**Instructions for the task**. Reproduce each of the following entries line for line, without changing a single character.

— Begin —

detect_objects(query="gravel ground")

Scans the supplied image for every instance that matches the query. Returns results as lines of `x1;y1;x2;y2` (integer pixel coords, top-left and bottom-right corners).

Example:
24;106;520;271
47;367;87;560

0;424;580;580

— End —

**Exercise solution**.
detect_objects(query="gravel ground")

Scans the supplied image for every instance that matches the query. Returns results as lines of `x1;y1;x2;y2` (integer pixel coords, top-left and bottom-right corners).

Example:
24;106;520;271
47;367;87;560

0;424;580;580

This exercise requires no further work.